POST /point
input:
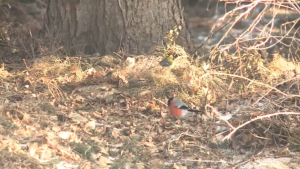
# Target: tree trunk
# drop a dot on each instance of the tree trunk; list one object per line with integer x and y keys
{"x": 106, "y": 26}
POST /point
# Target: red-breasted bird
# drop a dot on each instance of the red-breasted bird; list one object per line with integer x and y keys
{"x": 179, "y": 109}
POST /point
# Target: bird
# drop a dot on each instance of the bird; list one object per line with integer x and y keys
{"x": 167, "y": 61}
{"x": 179, "y": 109}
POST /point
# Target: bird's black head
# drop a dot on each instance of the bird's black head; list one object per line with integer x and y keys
{"x": 169, "y": 100}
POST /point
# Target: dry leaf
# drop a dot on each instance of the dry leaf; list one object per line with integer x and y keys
{"x": 90, "y": 125}
{"x": 32, "y": 149}
{"x": 115, "y": 133}
{"x": 65, "y": 135}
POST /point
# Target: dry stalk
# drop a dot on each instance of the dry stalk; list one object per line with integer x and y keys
{"x": 257, "y": 118}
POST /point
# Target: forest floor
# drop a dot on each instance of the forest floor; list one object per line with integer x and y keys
{"x": 88, "y": 111}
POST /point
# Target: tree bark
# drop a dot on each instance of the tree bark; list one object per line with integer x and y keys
{"x": 106, "y": 26}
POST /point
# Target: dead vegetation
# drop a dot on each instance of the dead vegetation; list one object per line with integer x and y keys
{"x": 110, "y": 111}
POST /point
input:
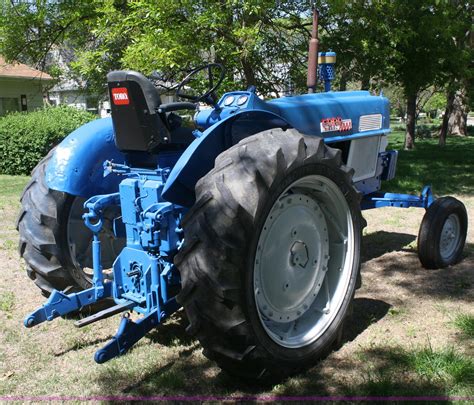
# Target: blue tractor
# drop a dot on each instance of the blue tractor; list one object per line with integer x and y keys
{"x": 251, "y": 222}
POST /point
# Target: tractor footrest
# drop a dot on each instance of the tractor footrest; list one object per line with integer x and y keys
{"x": 106, "y": 313}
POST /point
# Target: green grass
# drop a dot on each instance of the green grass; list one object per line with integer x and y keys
{"x": 447, "y": 366}
{"x": 7, "y": 301}
{"x": 448, "y": 170}
{"x": 465, "y": 324}
{"x": 12, "y": 186}
{"x": 423, "y": 371}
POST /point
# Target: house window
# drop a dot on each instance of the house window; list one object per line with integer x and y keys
{"x": 9, "y": 104}
{"x": 24, "y": 104}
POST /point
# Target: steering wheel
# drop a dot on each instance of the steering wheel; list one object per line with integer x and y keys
{"x": 209, "y": 96}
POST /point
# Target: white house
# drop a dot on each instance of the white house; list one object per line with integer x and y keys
{"x": 22, "y": 88}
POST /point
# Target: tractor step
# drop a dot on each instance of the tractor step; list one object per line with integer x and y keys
{"x": 106, "y": 313}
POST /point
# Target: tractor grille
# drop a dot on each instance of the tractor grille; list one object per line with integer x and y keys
{"x": 370, "y": 122}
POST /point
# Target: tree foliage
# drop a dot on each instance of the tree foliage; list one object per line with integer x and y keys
{"x": 413, "y": 44}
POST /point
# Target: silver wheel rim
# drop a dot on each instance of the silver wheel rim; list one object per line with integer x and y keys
{"x": 79, "y": 239}
{"x": 303, "y": 261}
{"x": 450, "y": 237}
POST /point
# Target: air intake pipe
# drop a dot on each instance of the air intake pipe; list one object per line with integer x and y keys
{"x": 313, "y": 55}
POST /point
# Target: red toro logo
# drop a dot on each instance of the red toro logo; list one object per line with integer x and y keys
{"x": 336, "y": 124}
{"x": 120, "y": 96}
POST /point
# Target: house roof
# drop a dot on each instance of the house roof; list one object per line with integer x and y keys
{"x": 21, "y": 71}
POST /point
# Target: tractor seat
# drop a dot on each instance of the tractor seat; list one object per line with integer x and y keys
{"x": 139, "y": 118}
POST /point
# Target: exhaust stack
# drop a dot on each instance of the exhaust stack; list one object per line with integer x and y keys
{"x": 313, "y": 55}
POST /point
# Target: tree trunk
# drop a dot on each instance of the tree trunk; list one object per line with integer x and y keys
{"x": 365, "y": 83}
{"x": 457, "y": 123}
{"x": 249, "y": 72}
{"x": 443, "y": 133}
{"x": 411, "y": 120}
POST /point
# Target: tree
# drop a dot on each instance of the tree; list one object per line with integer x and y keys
{"x": 458, "y": 70}
{"x": 258, "y": 40}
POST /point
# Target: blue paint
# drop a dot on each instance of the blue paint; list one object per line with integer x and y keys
{"x": 379, "y": 200}
{"x": 154, "y": 198}
{"x": 76, "y": 164}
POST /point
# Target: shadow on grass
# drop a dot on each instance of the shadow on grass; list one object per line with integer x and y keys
{"x": 378, "y": 243}
{"x": 391, "y": 372}
{"x": 366, "y": 311}
{"x": 448, "y": 169}
{"x": 453, "y": 282}
{"x": 81, "y": 345}
{"x": 189, "y": 373}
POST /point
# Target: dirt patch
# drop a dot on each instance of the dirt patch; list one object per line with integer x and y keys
{"x": 401, "y": 306}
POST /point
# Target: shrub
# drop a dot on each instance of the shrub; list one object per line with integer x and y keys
{"x": 25, "y": 138}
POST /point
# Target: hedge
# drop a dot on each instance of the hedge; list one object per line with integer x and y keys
{"x": 25, "y": 138}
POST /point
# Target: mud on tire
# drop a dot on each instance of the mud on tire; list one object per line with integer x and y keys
{"x": 218, "y": 259}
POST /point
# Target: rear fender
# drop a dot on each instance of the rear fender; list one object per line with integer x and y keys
{"x": 76, "y": 166}
{"x": 199, "y": 157}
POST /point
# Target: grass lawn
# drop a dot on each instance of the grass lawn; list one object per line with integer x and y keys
{"x": 411, "y": 332}
{"x": 448, "y": 170}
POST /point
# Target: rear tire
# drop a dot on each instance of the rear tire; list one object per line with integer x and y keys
{"x": 442, "y": 233}
{"x": 54, "y": 241}
{"x": 273, "y": 183}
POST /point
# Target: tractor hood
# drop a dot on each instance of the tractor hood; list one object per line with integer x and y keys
{"x": 332, "y": 115}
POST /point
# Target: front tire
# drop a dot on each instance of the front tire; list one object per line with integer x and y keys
{"x": 442, "y": 233}
{"x": 271, "y": 254}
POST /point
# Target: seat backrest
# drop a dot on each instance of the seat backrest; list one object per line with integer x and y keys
{"x": 134, "y": 102}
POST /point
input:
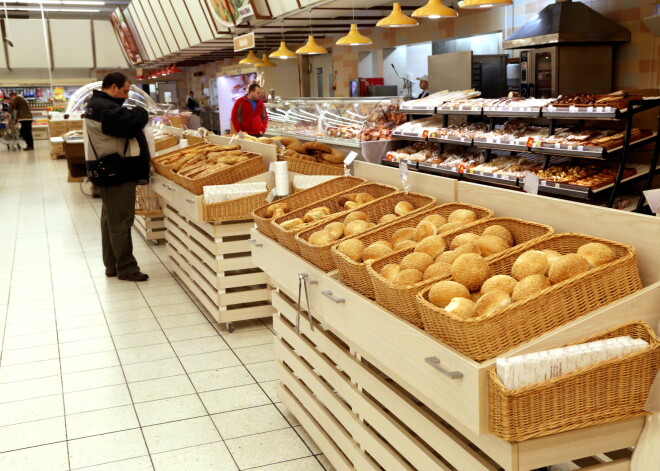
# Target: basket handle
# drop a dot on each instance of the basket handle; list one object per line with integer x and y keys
{"x": 435, "y": 363}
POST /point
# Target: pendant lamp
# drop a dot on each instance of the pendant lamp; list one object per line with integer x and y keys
{"x": 434, "y": 9}
{"x": 475, "y": 4}
{"x": 397, "y": 19}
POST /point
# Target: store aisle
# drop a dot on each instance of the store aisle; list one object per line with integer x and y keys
{"x": 100, "y": 374}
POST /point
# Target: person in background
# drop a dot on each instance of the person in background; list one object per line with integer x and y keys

___

Repeat the lines above exactly, and keep every picture out.

POST /point
input:
# Target: tree trunk
# drop a dot on each instance of the tree trunk; list one object per line with integer x and y keys
{"x": 106, "y": 26}
POST /point
# Target: red-breasted bird
# drop a dot on each instance of the red-breasted bird; list one object per line with integer x and y keys
{"x": 179, "y": 109}
POST /point
# Target: bird
# drop a dot on each instance of the bird; list one object per line with integer x and y keys
{"x": 167, "y": 61}
{"x": 179, "y": 109}
POST /point
# Target: bird's black head
# drop a dot on each instance of the bird's black head; list one object per line with integer x and y keys
{"x": 169, "y": 100}
POST /point
# Target: dry leaf
# drop a dot on each instance of the dry leaf; list one object per line with integer x and y keys
{"x": 90, "y": 125}
{"x": 32, "y": 149}
{"x": 115, "y": 133}
{"x": 65, "y": 135}
POST /point
# Target: dry stalk
# drop a dot on each instance of the dry stalk; list one object per line with integer x and y keys
{"x": 257, "y": 118}
POST /point
# Target: forest floor
# drop a dot on each instance of the forest floor; list one object per line with integer x and y keys
{"x": 88, "y": 111}
POST /point
# Target: tree bark
# drop a dot on each instance of the tree bark; list one object per line with integer x and y keys
{"x": 106, "y": 26}
POST /point
# Target: dead vegetation
# drop a dot on each instance of the dead vegetation; list one object per line with integer x and y keys
{"x": 110, "y": 111}
POST /point
input:
# Target: blue tractor
# drop a dot on each instance of the blue tractor; list one object per line with integer x and y keys
{"x": 251, "y": 222}
POST /point
# Target: tractor footrest
# drop a dot on each instance of the tractor footrest; list one object per line with integer x and y keys
{"x": 106, "y": 313}
POST /point
# Target: green grass
# drop a dot on each instance of the green grass; list one object per line with integer x and y keys
{"x": 447, "y": 366}
{"x": 7, "y": 301}
{"x": 448, "y": 170}
{"x": 465, "y": 324}
{"x": 12, "y": 186}
{"x": 423, "y": 371}
POST /point
# Target: house window
# drop a dot on each instance of the house window; list one object per line with integer x and y keys
{"x": 9, "y": 104}
{"x": 24, "y": 104}
POST /point
# Target: steering wheel
# drop a dot on each instance of the steering wheel; list one object per line with integer x and y keys
{"x": 209, "y": 96}
POST /point
# Target: white house
# drop a dot on each instance of the white house; list one object per line with integer x and y keys
{"x": 22, "y": 88}
POST /point
# Target: tractor step
# drop a dot on each instance of the tractor step; list one object per line with integer x and y keys
{"x": 106, "y": 313}
POST /point
# Target: tractor grille
# drop a dot on each instance of the tractor grille; list one object per line with integer x and y keys
{"x": 370, "y": 122}
POST /point
# Target: tree foliage
# drop a dot on each instance of the tree foliage; list one object per line with integer x and y keys
{"x": 413, "y": 44}
POST /point
# Target: silver wheel rim
# drop a dot on each instance of the silver wheel rim; list one object per line with integer x and y keys
{"x": 79, "y": 239}
{"x": 303, "y": 261}
{"x": 450, "y": 237}
POST /point
# Target: air intake pipe
# drop a dot on each instance of the air intake pipe; list one object per line with integer x and y keys
{"x": 313, "y": 55}
POST /point
# Target: red toro logo
# drop a dot on each instance of the red toro logo; list one object per line with integer x and y keys
{"x": 336, "y": 124}
{"x": 120, "y": 96}
POST /point
# Target: house roof
# drop a dot on each instance of the house roof; list one object per line with integer x and y keys
{"x": 21, "y": 71}
POST /point
# Target: tractor seat
# drop a dot on each instance of the tractor seat; list one object per line with integer x and y keys
{"x": 139, "y": 118}
POST /point
# Target: exhaust stack
# drop a dot on each instance of the exhaust stack; list one object per line with integer x and y keys
{"x": 313, "y": 55}
POST /point
# Target: tree trunk
# drop a dot on each instance of the tree trunk; list one object per line with integer x and y keys
{"x": 365, "y": 83}
{"x": 457, "y": 123}
{"x": 249, "y": 72}
{"x": 443, "y": 133}
{"x": 411, "y": 120}
POST /point
# Target: tree
# drop a dot on each instance of the tree; list one object per line with integer x and y keys
{"x": 458, "y": 70}
{"x": 258, "y": 40}
POST /point
# Target: blue paint
# drop a dot on each instance of the blue paint; list one object per line with integer x and y keys
{"x": 379, "y": 200}
{"x": 154, "y": 198}
{"x": 76, "y": 164}
POST /point
# Target: shadow on grass
# drop a dot on each instance of the shadow on grass; list one object per line with integer x and y keys
{"x": 378, "y": 243}
{"x": 391, "y": 372}
{"x": 366, "y": 311}
{"x": 448, "y": 169}
{"x": 453, "y": 282}
{"x": 81, "y": 345}
{"x": 189, "y": 373}
POST /point
# Target: dirt patch
# drop a dot on each instance of the dirt patch; list one object per line with integer x and y keys
{"x": 401, "y": 306}
POST /point
# Target: shrub
# drop a dot on each instance of the shrub; list one object per line with integer x and y keys
{"x": 25, "y": 138}
POST /point
# Target: hedge
# drop a dot on each instance of the hedge; list one object per line with integer x and y keys
{"x": 25, "y": 138}
POST /point
# Target: mud on tire
# drop a dot on each instance of the mud on tire; list one object per line with integer x and y keys
{"x": 218, "y": 259}
POST /point
# Target: rear fender
# drop a dot on each instance of the rear fender; list one object per line with integer x and y keys
{"x": 76, "y": 166}
{"x": 199, "y": 157}
POST /point
# Target: grass lawn
# drop a dot on each instance of the grass lawn; list one object per line with integer x and y keys
{"x": 411, "y": 332}
{"x": 448, "y": 170}
POST /point
# Target: rear tire
# drop a dot on each instance of the rear tire; list one object per line with integer x and y keys
{"x": 442, "y": 233}
{"x": 54, "y": 241}
{"x": 273, "y": 183}
POST /point
# Target: tractor hood
# drop a dot on each instance of the tractor hood; list one object per line with integer x and y keys
{"x": 332, "y": 115}
POST /point
# Target: front tire
# drop a dot on each instance of the front tire; list one object per line with integer x and y keys
{"x": 442, "y": 233}
{"x": 271, "y": 254}
POST /point
# Target: seat backrest
# drop a dot on each instance of the seat backrest; list one object per line with integer x and y keys
{"x": 134, "y": 102}
POST /point
input:
# Target: basket handle
# drop a dot on each instance of the basket handle; list one object per line with integer x and y keys
{"x": 435, "y": 363}
POST /point
# Target: pendant lamp
# drop a dot on each instance of the pendant lamp; list one object per line with integer x and y keys
{"x": 434, "y": 9}
{"x": 475, "y": 4}
{"x": 397, "y": 19}
POST /point
# Target: store aisle
# drop a dot on each instance of the store aisle; list one object per line with integer x and y keys
{"x": 100, "y": 374}
POST /point
# Target: person in background
# drop a dot on each instance of the person in background; list one object per line with integer x and y keys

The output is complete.